Activity list:
**a.** From the column about the full moon, extract the passage from "It was Chris" up to and including "over my head.".
**b.** Write what comes next in the newspaper column about the full moon, picking up right after its final sentence.

Page extract:
- Opening Delimiter -
(This newspaper column was published many moons ago)
If the publishers of my desk calendar are correct, there will be a full moon tonight.
Right there in today’s cubical they’ve printed the words “Full Moon” and a little illustration to make sure I don’t miss it. So if it’s not raining or cloudy I’ll make a point of gazing up at the old girl tonight in all her glory.
I’m an old hand at that particular endeavor.
Like many of you, I used to search for the face of the Man in the Moon. But unlike many of you I could never find it. Other kids told me they had no trouble locating him, and a helpful one or two even pointed and tried to show me his mouth, eyes, and nose. But I never made the connections, and only managed to see a mass of splotches.
When I was a little older and had given up on finding the elusive visage, I became concerned about the ominous effects of that brilliant orb in the night sky.
It was Chris Stevens’ fault. I think. Or B.D. Owens. I can’t remember which. But one of them told me when we were about nine or ten that if you sleep by an open window and the light of a full moon falls on you can go crazy. He called it moon madness. Said it happened all the time. Said it was what made hounds howl and werewolves prowl.
On one level I thought it was foolishness. But that wasn’t a strong enough philosophy to sustain me on the night of the next full moon. We had an attic fan in our house so my bed was by a window that was wide open in warm weather. That night I looked at the bright moonlight on the bed, the floor, and the walls and tried to determine if I was starting to go a little crazy. Finally I turned over and pulled the covers over my head.
So I avoided going crazy. Opinions will vary on this, depending on who you ask.
On a few occasions in my high school courting days I gazed up at a silvery moon with a pretty girl on the car seat beside me. That old car didn’t have bucket seats, which was a blessing for a high school lad hoping his companion would scoot over close. And those girls, grandmothers now, were mighty pretty in the pale moonlight. They still are, the ones I see at reunions.
During my brief army career I stood a good many hours of guard duty on chilly German nights and was always thankful for clear skies and full moons. That extra glow made it seem a little warmer, though of course it wasn’t. I’ve since learned from television meteorologists that clear skies make it colder.
- Closing Delimiter -
Dataset extract:
- Opening Delimiter -
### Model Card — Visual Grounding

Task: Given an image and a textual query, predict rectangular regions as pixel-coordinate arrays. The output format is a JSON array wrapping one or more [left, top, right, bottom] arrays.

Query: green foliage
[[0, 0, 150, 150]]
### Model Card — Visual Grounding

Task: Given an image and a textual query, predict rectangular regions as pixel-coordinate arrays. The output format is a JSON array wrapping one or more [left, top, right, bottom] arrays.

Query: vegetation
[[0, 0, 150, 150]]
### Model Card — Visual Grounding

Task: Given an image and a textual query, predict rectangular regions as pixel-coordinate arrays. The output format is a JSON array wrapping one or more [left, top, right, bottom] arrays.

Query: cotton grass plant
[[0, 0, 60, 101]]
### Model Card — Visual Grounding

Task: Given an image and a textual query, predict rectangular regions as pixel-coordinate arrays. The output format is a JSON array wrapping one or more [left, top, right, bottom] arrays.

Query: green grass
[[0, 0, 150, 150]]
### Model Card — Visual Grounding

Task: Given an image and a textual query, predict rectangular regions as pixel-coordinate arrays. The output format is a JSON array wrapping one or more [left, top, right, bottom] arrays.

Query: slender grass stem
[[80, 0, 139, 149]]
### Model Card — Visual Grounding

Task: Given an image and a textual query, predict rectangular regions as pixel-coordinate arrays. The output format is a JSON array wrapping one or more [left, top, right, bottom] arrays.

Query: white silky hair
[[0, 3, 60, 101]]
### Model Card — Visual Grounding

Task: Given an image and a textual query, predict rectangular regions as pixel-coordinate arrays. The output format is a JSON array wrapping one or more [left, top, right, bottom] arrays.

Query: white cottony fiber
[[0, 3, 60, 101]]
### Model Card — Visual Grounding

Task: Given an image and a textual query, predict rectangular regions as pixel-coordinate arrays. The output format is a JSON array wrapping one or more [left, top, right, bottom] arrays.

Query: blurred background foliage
- Closing Delimiter -
Answers to the exercise:
**a.**
It was Chris Stevens’ fault. I think. Or B.D. Owens. I can’t remember which. But one of them told me when we were about nine or ten that if you sleep by an open window and the light of a full moon falls on you can go crazy. He called it moon madness. Said it happened all the time. Said it was what made hounds howl and werewolves prowl.
On one level I thought it was foolishness. But that wasn’t a strong enough philosophy to sustain me on the night of the next full moon. We had an attic fan in our house so my bed was by a window that was wide open in warm weather. That night I looked at the bright moonlight on the bed, the floor, and the walls and tried to determine if I was starting to go a little crazy. Finally I turned over and pulled the covers over my head.

**b.**
Many moons later I occasionally glance up at earth’s old companion, perched up in the heavens like a dependable old friend. Along the way I learned about the lunar pull of the tides and that the possibility of moon madness hadn’t originated with Chris Stevens or B.D. Owens (whichever one was the cause of my spending a few nights completely under a blanket) but had been a working theory for centuries. Thus the term “lunatic”.
When I was sixteen my parents and I watched flickering images of lunar craters and plains as a trio of Apollo astronauts took turns reading the first ten verses of the Book of Genesis from the King James version of the Bible as their capsule orbited the moon on Christmas Eve.
The following July I watched, on the same Zenith console television topped with an amber-colored cluster of big glass grapes (most folks had television lamps in the sixties, and amber was a much-favored hue in that odd decade), as Neil Armstrong first set foot on the lunar surface.
When Armstrong died I looked up at the moon and hoped he would be buried there on one of those plains, beside one of those craters. That is if we ever go back there so his remains could be transported.
But being a Navy man to the very end, his dust was scattered in the Atlantic Ocean. Which is fitting. But wouldn’t it have been perfect if the first human to ever touch the moon could have been the first to be buried there? But like most of my great ideas, this one didn’t come to pass.
Anyway, I’ll be outside tonight with my constant fellow moon-gazer, my wife Karen, hoping the publishers of my desk calendar are right.
But who knows? They might be lunatics.